**Task requirements:**
Could you copy each line of the entries that contains "tinted"?

**Exercise data:**
▬▬▬▬▬▬▬▬▬▬

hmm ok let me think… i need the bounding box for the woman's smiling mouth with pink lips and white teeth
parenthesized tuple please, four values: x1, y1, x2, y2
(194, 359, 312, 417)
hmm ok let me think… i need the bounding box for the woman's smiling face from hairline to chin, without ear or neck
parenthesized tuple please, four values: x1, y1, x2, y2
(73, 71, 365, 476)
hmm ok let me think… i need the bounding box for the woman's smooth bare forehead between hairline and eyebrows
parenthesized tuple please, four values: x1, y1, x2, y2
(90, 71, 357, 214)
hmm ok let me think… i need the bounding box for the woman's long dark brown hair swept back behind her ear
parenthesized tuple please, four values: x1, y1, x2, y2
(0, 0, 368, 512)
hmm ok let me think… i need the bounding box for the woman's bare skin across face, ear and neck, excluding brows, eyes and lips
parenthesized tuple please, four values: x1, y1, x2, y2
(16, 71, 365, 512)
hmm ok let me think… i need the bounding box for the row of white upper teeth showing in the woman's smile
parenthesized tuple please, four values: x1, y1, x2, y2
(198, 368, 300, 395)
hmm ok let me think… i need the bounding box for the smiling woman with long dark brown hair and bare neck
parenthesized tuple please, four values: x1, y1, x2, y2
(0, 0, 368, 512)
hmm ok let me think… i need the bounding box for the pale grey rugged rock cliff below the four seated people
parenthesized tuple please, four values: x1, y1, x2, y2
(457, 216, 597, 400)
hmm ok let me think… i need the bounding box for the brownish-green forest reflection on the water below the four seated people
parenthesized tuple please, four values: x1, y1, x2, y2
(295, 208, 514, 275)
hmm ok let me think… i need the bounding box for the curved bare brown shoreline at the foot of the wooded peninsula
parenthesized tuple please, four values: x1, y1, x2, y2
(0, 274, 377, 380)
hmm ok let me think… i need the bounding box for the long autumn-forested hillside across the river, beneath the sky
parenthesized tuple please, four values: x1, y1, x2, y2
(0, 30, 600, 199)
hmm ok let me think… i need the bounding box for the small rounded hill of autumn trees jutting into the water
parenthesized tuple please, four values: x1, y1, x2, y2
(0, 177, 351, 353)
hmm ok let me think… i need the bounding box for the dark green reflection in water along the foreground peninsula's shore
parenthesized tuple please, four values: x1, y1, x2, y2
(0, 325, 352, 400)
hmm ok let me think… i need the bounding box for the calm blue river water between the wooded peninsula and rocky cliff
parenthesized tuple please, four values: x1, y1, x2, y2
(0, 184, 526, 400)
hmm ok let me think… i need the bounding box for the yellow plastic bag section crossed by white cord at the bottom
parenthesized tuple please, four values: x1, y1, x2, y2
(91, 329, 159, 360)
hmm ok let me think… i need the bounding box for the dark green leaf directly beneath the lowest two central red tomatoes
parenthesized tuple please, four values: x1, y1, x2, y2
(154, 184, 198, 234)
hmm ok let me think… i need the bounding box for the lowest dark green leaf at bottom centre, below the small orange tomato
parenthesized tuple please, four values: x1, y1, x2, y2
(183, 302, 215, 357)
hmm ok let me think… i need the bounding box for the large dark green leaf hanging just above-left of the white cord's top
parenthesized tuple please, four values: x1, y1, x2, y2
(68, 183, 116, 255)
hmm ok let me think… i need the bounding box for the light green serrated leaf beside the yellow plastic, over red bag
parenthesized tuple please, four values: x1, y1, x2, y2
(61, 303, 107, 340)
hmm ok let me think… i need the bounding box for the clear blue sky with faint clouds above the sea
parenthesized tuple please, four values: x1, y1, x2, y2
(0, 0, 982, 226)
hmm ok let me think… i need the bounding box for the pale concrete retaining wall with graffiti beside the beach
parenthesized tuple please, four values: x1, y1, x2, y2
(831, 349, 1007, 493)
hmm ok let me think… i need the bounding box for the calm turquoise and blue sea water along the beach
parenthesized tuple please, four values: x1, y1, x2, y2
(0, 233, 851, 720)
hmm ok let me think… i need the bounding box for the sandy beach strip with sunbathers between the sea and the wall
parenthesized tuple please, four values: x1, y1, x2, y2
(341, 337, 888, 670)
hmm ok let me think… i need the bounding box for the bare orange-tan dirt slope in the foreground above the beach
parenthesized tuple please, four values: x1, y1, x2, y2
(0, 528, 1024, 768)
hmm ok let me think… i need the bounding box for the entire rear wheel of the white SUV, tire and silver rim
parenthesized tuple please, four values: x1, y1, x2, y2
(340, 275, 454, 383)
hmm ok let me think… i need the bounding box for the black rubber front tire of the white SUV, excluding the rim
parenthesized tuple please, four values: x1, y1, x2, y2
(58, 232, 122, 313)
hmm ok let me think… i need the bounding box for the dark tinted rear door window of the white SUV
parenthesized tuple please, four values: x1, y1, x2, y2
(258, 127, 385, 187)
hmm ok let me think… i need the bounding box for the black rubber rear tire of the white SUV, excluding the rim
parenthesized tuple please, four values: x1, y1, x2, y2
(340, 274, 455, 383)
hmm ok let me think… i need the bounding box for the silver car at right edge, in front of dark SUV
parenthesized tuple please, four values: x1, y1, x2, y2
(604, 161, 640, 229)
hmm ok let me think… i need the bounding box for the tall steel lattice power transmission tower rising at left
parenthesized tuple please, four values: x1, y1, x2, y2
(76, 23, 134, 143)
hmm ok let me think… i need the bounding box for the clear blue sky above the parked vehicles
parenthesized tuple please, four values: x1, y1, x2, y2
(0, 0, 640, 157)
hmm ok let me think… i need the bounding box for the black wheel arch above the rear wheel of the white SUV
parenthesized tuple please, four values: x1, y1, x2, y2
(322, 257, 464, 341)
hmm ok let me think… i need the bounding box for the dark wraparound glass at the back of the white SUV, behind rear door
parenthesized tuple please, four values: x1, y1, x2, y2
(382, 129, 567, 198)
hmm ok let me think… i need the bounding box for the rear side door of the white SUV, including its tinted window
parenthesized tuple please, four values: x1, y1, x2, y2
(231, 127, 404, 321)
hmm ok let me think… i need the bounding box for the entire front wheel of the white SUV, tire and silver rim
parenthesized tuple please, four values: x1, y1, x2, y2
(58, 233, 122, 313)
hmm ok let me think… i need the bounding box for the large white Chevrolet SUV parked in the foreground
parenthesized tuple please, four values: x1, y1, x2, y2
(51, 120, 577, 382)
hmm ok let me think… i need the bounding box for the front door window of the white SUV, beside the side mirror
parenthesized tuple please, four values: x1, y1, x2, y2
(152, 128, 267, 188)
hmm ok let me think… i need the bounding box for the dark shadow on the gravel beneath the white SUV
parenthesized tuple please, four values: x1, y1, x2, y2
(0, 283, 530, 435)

▬▬▬▬▬▬▬▬▬▬

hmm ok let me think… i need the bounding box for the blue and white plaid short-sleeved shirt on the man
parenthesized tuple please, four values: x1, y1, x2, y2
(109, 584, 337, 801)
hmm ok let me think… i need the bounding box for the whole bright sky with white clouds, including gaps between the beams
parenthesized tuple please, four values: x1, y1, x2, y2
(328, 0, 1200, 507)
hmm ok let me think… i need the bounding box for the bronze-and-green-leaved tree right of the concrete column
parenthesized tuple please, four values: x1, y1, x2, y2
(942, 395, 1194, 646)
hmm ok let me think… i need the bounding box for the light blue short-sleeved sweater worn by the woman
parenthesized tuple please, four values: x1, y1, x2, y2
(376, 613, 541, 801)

▬▬▬▬▬▬▬▬▬▬

**Written solution:**
hmm ok let me think… i need the bounding box for the dark tinted rear door window of the white SUV
hmm ok let me think… i need the bounding box for the rear side door of the white SUV, including its tinted window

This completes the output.